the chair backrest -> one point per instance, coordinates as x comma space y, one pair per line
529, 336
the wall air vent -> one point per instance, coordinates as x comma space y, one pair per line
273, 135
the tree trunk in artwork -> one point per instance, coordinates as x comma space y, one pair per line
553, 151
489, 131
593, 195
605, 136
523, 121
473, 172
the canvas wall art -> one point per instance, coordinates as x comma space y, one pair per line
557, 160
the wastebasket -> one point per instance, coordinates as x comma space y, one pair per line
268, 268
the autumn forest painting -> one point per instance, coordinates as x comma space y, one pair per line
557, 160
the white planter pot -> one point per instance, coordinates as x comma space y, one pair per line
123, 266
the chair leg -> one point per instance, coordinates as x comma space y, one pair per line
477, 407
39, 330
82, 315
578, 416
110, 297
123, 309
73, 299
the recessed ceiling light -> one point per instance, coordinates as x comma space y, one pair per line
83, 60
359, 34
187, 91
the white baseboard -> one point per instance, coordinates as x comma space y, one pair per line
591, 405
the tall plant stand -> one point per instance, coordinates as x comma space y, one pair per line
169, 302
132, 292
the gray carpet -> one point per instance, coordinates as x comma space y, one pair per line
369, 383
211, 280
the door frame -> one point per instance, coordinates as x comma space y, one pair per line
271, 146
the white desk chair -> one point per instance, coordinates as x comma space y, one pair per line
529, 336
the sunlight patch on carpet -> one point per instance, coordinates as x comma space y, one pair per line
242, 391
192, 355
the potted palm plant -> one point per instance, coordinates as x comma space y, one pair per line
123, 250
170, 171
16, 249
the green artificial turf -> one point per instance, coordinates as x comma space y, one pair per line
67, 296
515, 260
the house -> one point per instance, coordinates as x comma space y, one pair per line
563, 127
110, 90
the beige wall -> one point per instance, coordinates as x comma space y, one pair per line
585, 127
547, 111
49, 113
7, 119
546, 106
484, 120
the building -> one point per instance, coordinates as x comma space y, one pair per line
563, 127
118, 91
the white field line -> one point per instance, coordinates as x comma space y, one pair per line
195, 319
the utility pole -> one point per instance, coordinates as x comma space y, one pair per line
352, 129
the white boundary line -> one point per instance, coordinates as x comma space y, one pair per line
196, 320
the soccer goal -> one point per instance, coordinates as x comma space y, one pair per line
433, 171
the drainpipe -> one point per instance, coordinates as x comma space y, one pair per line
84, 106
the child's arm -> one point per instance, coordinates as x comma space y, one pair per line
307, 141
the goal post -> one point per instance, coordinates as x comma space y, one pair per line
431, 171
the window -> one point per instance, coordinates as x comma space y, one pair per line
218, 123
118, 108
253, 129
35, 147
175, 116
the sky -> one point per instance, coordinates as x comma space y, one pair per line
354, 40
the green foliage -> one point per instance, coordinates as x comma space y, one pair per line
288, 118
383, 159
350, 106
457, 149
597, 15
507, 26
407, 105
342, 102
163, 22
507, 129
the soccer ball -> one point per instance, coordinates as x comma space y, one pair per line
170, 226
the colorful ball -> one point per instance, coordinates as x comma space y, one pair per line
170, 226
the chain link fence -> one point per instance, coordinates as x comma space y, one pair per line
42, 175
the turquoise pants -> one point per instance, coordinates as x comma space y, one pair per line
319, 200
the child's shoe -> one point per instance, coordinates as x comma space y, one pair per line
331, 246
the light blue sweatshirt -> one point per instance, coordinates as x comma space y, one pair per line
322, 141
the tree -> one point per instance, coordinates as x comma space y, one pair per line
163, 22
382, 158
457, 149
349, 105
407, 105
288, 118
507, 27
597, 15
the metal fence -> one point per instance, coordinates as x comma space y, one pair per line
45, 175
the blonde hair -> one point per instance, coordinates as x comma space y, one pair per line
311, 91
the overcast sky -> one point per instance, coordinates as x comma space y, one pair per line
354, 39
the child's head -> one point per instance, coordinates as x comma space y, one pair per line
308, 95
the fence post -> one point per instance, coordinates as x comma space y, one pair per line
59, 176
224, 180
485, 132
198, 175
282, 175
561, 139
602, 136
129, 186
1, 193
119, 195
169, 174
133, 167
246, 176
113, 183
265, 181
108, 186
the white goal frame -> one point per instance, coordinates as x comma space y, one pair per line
----
Assignment »
Repeat the entire listing exactly.

Answer to the problem »
the chair backrest -> one point per instance, coordinates as x comma space y, one pair per line
529, 336
the wall air vent -> one point per instance, coordinates as x comma space y, one pair per line
273, 135
the tree trunk in artwork -> one point per instance, coordinates as x comma space y, one pair per line
553, 151
489, 131
593, 195
605, 136
523, 121
473, 172
the canvas wall art -> one point per instance, coordinates as x comma space y, one pair per line
557, 160
the wastebasket -> one point per instance, coordinates as x comma space y, one pair per line
268, 268
the autumn forest painting -> one point per instance, coordinates as x comma space y, one pair per line
557, 160
the white planter pot -> one point per instance, coordinates as x comma space y, one pair per line
123, 266
the chair leg -> one point per instance, coordinates as x comma space y, one pair per line
477, 407
39, 330
82, 315
578, 416
110, 297
123, 309
73, 299
the recessed ceiling light -> one point per instance, coordinates as x comma space y, one pair per line
83, 60
359, 34
187, 91
the white baseboard -> one point per instance, coordinates as x comma space y, one pair per line
591, 405
the tall plant stand -> one point per instance, coordinates as x comma space y, one pair per line
169, 302
132, 292
the gray carpet -> one point per instance, coordinates as x comma space y, one pair per line
369, 383
211, 280
the door frame -> one point per instance, coordinates as x comma space y, one pair per line
271, 146
the white desk chair -> one point per instance, coordinates as x comma space y, one pair per line
529, 336
the sunlight patch on carpet -> one point per instance, coordinates as x comma space y, one pair per line
242, 391
192, 355
the potted palm plant -> one point per instance, coordinates as x comma space y, one pair per line
123, 250
170, 171
16, 249
the green artificial turf -> one point per instance, coordinates as x comma space y, one pair per line
67, 296
515, 260
the house -> one point per instance, coordinates as x comma space y, one pair per line
563, 127
110, 90
the beige wall -> one point per instance, coordinates as x comma space y, one pair per line
585, 127
547, 111
49, 113
7, 119
546, 106
484, 120
the building -> one point per instance, coordinates as x comma space y, one pair per line
563, 127
118, 91
the white field line -> one point per instance, coordinates as x comma space y, one pair per line
195, 319
the utility pole -> one point per instance, coordinates as x comma space y, one pair per line
352, 129
the white boundary line -> one point per instance, coordinates as x comma space y, one pair per line
196, 320
the soccer goal -> one point per instance, coordinates as x comma space y, one pair per line
433, 171
the drainpipe -> one point per instance, coordinates as x comma space y, one pair per line
84, 106
the child's arm -> one point per instance, coordinates as x comma space y, one pair per line
307, 141
the goal post -> one point per instance, coordinates as x comma space y, one pair per line
431, 171
the window -> one point per instance, coordinates as x comma space y, one pair per line
218, 123
118, 108
253, 129
35, 147
175, 116
the sky -> one point per instance, coordinates as x comma space y, one pair per line
354, 40
the green foliage -> one point per instance, coordinates as x comma space y, one pair per line
288, 118
383, 159
350, 106
457, 149
597, 15
507, 26
407, 105
342, 102
163, 22
507, 129
the soccer ball -> one point per instance, coordinates as x comma space y, one pair per line
170, 226
the colorful ball -> one point per instance, coordinates as x comma space y, one pair per line
170, 226
the chain link fence -> one point per instance, coordinates as x comma space y, one pair per line
42, 175
the turquoise pants -> one point per instance, coordinates as x comma space y, one pair per line
319, 200
the child's shoe -> one point per instance, coordinates as x comma space y, one pair per line
331, 246
the light blue sweatshirt -> one point per instance, coordinates as x comma space y, one pair per line
322, 141
the tree -> one point per instance, coordinates as x comma space y, one pair per line
163, 22
382, 158
457, 149
349, 105
407, 105
288, 118
507, 27
597, 15
the metal fence -> one point per instance, coordinates as x comma space y, one pair per line
45, 175
the blonde hair -> one point per instance, coordinates as x comma space y, one pair per line
311, 91
the overcast sky -> one point per instance, coordinates as x comma space y, one pair per line
354, 39
the child's head -> one point per instance, coordinates as x comma space y, one pair per line
308, 95
the fence post -> one point per instance, coordinates as x comma space y, one pair per line
59, 176
224, 180
485, 132
198, 175
282, 175
561, 139
602, 136
129, 186
1, 193
119, 195
169, 174
133, 167
246, 176
113, 183
265, 181
108, 186
the white goal frame -> one point per instance, coordinates as x comma space y, one pair per line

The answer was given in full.